## Exercise task
Repeat the material in full. Keep every line exactly as it is.

### Recorded data ###

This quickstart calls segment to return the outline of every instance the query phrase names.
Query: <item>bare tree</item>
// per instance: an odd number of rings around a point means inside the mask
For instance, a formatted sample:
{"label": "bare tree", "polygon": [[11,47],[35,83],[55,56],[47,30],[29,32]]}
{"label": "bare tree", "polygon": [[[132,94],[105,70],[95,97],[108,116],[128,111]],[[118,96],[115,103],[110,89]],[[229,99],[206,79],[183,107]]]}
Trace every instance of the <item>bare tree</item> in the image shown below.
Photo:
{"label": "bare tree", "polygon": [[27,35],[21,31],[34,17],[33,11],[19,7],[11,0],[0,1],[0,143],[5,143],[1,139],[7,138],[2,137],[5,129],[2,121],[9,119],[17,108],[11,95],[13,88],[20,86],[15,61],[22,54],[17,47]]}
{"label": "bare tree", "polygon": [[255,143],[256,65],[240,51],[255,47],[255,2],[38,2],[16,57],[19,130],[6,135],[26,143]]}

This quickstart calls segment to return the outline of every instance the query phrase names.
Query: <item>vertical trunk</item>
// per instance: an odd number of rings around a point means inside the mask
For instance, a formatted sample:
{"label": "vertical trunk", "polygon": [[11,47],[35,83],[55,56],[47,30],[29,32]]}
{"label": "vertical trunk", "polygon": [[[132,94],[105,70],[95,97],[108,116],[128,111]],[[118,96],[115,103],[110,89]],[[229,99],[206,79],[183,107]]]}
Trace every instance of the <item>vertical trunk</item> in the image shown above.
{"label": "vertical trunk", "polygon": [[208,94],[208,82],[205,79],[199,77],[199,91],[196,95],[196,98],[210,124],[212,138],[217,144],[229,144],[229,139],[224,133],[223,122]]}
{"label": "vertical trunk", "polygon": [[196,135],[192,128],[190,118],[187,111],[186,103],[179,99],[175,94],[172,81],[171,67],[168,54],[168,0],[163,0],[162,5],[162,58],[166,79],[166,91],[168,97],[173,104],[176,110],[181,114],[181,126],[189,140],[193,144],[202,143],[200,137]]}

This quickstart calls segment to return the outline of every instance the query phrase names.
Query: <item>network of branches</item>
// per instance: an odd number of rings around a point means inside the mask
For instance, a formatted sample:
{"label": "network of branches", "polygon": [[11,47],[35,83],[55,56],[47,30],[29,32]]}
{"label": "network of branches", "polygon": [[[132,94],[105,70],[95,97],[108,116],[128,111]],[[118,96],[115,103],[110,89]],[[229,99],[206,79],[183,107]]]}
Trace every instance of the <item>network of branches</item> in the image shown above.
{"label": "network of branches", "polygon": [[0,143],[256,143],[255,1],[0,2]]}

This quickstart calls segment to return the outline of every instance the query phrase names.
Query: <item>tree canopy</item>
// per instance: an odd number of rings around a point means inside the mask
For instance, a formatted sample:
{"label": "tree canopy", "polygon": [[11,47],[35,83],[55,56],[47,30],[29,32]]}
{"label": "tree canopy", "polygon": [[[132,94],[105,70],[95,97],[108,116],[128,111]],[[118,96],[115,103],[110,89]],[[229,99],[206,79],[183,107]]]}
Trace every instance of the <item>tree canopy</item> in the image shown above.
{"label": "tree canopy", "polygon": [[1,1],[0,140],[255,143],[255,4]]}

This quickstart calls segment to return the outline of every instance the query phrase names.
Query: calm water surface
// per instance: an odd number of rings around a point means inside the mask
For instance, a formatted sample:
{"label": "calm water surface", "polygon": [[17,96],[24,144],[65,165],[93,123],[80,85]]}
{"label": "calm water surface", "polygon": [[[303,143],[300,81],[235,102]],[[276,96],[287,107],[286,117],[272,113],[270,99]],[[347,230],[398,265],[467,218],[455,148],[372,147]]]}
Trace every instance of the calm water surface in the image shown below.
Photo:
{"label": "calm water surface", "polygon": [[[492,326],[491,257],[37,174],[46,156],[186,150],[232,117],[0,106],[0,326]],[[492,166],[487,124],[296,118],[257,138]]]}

###

## Answer in full
This quickstart calls segment to return the outline of every instance the query phrase names.
Query: <item>bare tree</item>
// per instance: an odd number of rings around a point means inside the mask
For instance, a formatted sample:
{"label": "bare tree", "polygon": [[11,47],[35,83],[55,56],[47,30],[29,32]]}
{"label": "bare tree", "polygon": [[[132,94],[105,70],[95,97],[108,116],[128,111]],[[118,96],[115,103],[110,89]],[[229,99],[206,79],[183,107]]]}
Trace every instance of the <item>bare tree</item> in the image shown below.
Photo:
{"label": "bare tree", "polygon": [[27,35],[21,31],[34,17],[33,11],[19,7],[11,0],[0,1],[0,143],[5,143],[1,139],[7,138],[2,137],[5,129],[2,121],[9,119],[17,108],[11,95],[13,88],[20,86],[15,61],[22,54],[17,47]]}
{"label": "bare tree", "polygon": [[255,143],[256,65],[240,51],[255,47],[255,2],[38,2],[16,57],[19,130],[6,135],[26,143]]}

This quickstart calls segment to return the outline of every instance the query phrase names.
Query: <item>vertical trunk</item>
// per instance: an odd number of rings around a point means inside the mask
For instance, a formatted sample:
{"label": "vertical trunk", "polygon": [[11,47],[35,83],[55,56],[47,30],[29,32]]}
{"label": "vertical trunk", "polygon": [[[132,94],[105,70],[95,97],[108,116],[128,111]],[[118,96],[115,103],[110,89]],[[229,99],[206,79],[183,107]]]}
Trace every instance of the <item>vertical trunk</item> in the image shown above.
{"label": "vertical trunk", "polygon": [[208,94],[208,82],[205,79],[199,77],[199,91],[196,95],[196,98],[210,124],[212,138],[217,144],[229,144],[229,139],[224,133],[223,122]]}
{"label": "vertical trunk", "polygon": [[196,135],[192,128],[190,118],[187,111],[186,103],[179,99],[175,94],[172,81],[171,67],[168,54],[168,0],[163,0],[162,5],[162,58],[166,79],[166,91],[168,97],[173,104],[176,110],[181,114],[181,126],[189,140],[193,144],[202,143],[200,137]]}

This quickstart calls segment to return the outline of every instance the query phrase names.
Query: <item>network of branches</item>
// per instance: an odd number of rings around a point means inside the mask
For instance, a formatted sample:
{"label": "network of branches", "polygon": [[11,47],[35,83],[55,56],[47,30],[29,32]]}
{"label": "network of branches", "polygon": [[[132,94],[105,70],[95,97],[108,116],[128,111]],[[118,96],[115,103],[110,89]],[[229,99],[206,79],[183,107]]]}
Trace every instance of the <item>network of branches</item> in the image shown above.
{"label": "network of branches", "polygon": [[0,143],[256,143],[255,1],[0,2]]}

This quickstart calls segment to return the outline of every instance the query phrase names.
Query: <item>tree canopy</item>
// per instance: an odd number of rings around a point means inside the mask
For instance, a formatted sample:
{"label": "tree canopy", "polygon": [[11,47],[35,83],[55,56],[47,30],[29,32]]}
{"label": "tree canopy", "polygon": [[[132,94],[105,70],[95,97],[108,116],[128,111]],[[118,96],[115,103],[110,89]],[[229,99],[206,79],[183,107]]]}
Trace every instance of the <item>tree canopy</item> in the image shown above.
{"label": "tree canopy", "polygon": [[1,1],[0,140],[255,143],[255,4]]}

This quickstart calls segment to return the outline of every instance the query phrase names.
Query: calm water surface
// per instance: an odd number of rings around a point means inside the mask
For instance, a formatted sample:
{"label": "calm water surface", "polygon": [[17,96],[24,144],[65,165],[93,123],[80,85]]}
{"label": "calm water surface", "polygon": [[[303,143],[300,81],[235,102]],[[276,96],[287,107],[286,117],[272,113],[270,99]],[[347,230],[398,265],[467,218],[455,148],[372,147]]]}
Trace every instance of the calm water surface in the image shown below.
Photo:
{"label": "calm water surface", "polygon": [[[492,326],[491,257],[37,174],[46,156],[186,150],[232,117],[0,106],[0,326]],[[492,166],[487,124],[296,118],[257,138]]]}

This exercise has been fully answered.